[START The records]

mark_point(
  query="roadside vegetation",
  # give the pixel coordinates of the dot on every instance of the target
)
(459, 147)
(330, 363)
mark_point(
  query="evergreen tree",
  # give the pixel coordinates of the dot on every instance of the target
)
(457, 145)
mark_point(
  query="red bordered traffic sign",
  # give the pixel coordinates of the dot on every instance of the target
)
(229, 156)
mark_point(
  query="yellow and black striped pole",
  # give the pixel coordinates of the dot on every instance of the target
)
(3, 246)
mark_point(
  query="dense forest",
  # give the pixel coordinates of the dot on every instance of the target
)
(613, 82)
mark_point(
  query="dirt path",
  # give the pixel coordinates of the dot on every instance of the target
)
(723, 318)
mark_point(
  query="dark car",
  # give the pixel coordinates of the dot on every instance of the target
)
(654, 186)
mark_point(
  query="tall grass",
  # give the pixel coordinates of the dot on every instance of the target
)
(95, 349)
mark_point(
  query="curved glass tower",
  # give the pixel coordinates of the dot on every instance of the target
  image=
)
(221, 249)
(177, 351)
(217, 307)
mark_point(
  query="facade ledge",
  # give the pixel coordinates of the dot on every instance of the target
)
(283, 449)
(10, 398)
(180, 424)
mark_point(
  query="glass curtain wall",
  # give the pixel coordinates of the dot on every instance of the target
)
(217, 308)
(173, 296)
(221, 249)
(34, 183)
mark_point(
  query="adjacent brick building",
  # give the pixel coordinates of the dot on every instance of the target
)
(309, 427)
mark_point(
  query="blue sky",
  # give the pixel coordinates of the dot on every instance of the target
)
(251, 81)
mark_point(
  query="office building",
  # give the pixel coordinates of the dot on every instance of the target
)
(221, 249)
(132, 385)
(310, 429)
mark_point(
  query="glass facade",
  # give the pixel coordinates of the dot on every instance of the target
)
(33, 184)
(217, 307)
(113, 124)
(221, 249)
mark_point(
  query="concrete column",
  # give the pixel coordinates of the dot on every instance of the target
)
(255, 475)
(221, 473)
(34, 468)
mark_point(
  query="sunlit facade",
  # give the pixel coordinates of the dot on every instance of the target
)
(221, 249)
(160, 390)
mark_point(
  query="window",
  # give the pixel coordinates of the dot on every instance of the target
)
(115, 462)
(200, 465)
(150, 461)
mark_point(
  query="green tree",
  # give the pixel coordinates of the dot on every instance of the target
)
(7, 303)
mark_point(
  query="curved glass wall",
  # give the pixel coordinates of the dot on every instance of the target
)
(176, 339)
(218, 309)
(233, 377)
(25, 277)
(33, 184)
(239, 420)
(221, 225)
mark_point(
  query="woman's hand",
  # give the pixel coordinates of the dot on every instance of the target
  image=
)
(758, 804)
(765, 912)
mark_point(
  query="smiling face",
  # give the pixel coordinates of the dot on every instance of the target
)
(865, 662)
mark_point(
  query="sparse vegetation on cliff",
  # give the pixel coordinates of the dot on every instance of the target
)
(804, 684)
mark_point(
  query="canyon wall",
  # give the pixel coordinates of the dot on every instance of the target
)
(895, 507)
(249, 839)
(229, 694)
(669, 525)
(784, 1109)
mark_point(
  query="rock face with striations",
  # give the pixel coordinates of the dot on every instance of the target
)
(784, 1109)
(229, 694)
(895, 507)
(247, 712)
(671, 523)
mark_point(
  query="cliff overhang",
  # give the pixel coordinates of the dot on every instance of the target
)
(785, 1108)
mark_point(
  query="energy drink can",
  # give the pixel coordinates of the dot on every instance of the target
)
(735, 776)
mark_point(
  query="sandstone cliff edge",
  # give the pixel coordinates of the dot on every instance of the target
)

[END The records]

- [Brief]: Your task is to quote all of the data word for word.

- [Complete answer]:
mark_point(
  query="roadside vegetation",
  # give the pixel coordinates of the dot on every instance of the target
)
(459, 147)
(330, 363)
mark_point(
  query="evergreen tree",
  # give the pixel coordinates of the dot on every instance of the target
)
(457, 145)
mark_point(
  query="red bordered traffic sign",
  # give the pixel coordinates of the dot on every instance of the target
)
(229, 156)
mark_point(
  query="yellow and black striped pole",
  # give the pixel coordinates of the dot on every instance of the target
)
(3, 246)
mark_point(
  query="dense forest",
  # give the pixel coordinates of the dot on every instance of the target
)
(613, 82)
mark_point(
  query="dirt path",
  # give the pixel coordinates of the dot on every instance of the target
)
(723, 318)
mark_point(
  query="dark car",
  # give the pixel coordinates of the dot on every instance of the target
)
(654, 186)
mark_point(
  query="tall grass",
  # give the pixel coordinates of the dot on every instance of the target
)
(95, 349)
mark_point(
  query="curved glass tower",
  # give the pixel coordinates of the dot on every instance of the target
  image=
)
(221, 249)
(177, 351)
(217, 307)
mark_point(
  query="facade ledge",
  # give the pixel coordinates of the dot on every instance of the target
)
(283, 449)
(10, 398)
(180, 424)
mark_point(
  query="glass curtain wall",
  # give the pixel coordinates of the dot on every instance of the target
)
(217, 308)
(173, 296)
(221, 249)
(34, 183)
mark_point(
  query="adjacent brick building",
  # give the pixel coordinates of the dot on every instance of the target
)
(309, 427)
mark_point(
  query="blue sky",
  # give the pixel coordinates of the dot on every instance of the target
)
(251, 81)
mark_point(
  query="office building",
  # give the pixel coordinates of the dot on every instance of the target
)
(221, 249)
(132, 385)
(310, 429)
mark_point(
  query="glass facade",
  # give the pixel coordinates of the dot on every instance of the target
)
(33, 184)
(217, 307)
(113, 124)
(221, 249)
mark_point(
  query="concrete column",
  # give the pixel coordinates of the dot on every instance of the target
)
(255, 475)
(221, 473)
(34, 468)
mark_point(
  query="sunlit facade",
  # give the pixel coordinates of the dot on every instance of the target
)
(221, 249)
(160, 390)
mark_point(
  query="window",
  # give the pixel coordinates of the dot on every instance of the target
)
(115, 462)
(200, 465)
(150, 461)
mark_point(
  query="green tree",
  # give the pixel coordinates of the dot on every instance of the target
)
(7, 303)
mark_point(
  query="curved glass wall",
  # give the pixel coordinates of the dot on every instance of the target
)
(176, 339)
(218, 309)
(233, 377)
(25, 277)
(33, 184)
(239, 420)
(221, 225)
mark_point(
  query="woman's hand",
  # give the pixel coordinates of the dot on every instance of the target
  image=
)
(758, 804)
(765, 912)
mark_point(
  query="smiling face",
  # give the pixel coordinates of the dot on every instance of the target
)
(865, 662)
mark_point(
  query="sparse vegetation on cliff",
  # give the pixel coordinates of the dot on every instance of the target
)
(804, 684)
mark_point(
  query="canyon wall",
  # give the pixel coordinates of the dot on every instance of the target
)
(895, 507)
(249, 839)
(229, 694)
(669, 525)
(784, 1109)
mark_point(
  query="rock face with striations",
  # give the pixel coordinates of the dot on every instance of the target
)
(784, 1109)
(229, 694)
(895, 507)
(247, 712)
(671, 523)
mark_point(
  query="cliff overhang",
  # give the pixel coordinates of the dot on every instance of the target
)
(785, 1108)
mark_point(
  query="energy drink can",
  # give the pixel coordinates of the dot on every instance of the target
)
(735, 776)
mark_point(
  query="sandstone cliff edge",
  # give the pixel coordinates of the dot on every instance of the target
)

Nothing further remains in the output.